**YOUR INSTRUCTIONS**
Count the lines in the data below that contain the string "tree", treating uppercase and lowercase as different. Reply with the number alone.

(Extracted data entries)
= = = = = = =

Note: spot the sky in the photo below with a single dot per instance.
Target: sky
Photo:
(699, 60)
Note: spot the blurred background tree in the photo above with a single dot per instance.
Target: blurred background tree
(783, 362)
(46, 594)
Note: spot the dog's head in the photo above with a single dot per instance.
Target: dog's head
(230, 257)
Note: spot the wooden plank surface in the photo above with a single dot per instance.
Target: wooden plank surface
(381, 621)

= = = = = = =

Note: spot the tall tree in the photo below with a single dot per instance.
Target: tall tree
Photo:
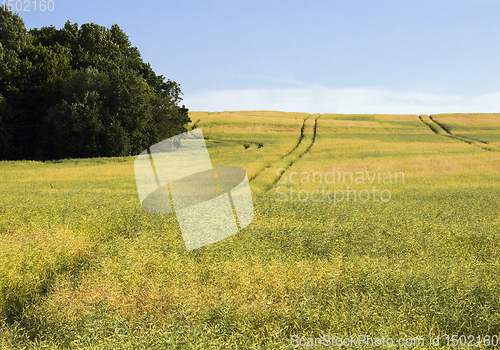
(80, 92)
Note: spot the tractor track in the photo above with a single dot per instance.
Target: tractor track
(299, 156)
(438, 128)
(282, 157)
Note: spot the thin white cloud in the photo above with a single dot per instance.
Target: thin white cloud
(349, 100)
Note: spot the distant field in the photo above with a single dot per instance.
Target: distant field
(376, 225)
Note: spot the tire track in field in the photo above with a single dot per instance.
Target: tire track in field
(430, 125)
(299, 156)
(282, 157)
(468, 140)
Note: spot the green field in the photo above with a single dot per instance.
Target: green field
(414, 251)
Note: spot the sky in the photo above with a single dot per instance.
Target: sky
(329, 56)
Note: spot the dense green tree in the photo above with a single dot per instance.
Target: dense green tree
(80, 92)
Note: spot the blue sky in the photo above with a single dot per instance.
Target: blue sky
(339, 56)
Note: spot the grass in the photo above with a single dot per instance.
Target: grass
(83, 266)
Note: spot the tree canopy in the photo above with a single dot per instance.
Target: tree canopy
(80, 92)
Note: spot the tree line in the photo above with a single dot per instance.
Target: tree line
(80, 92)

= = = = = = =

**THE RESULT**
10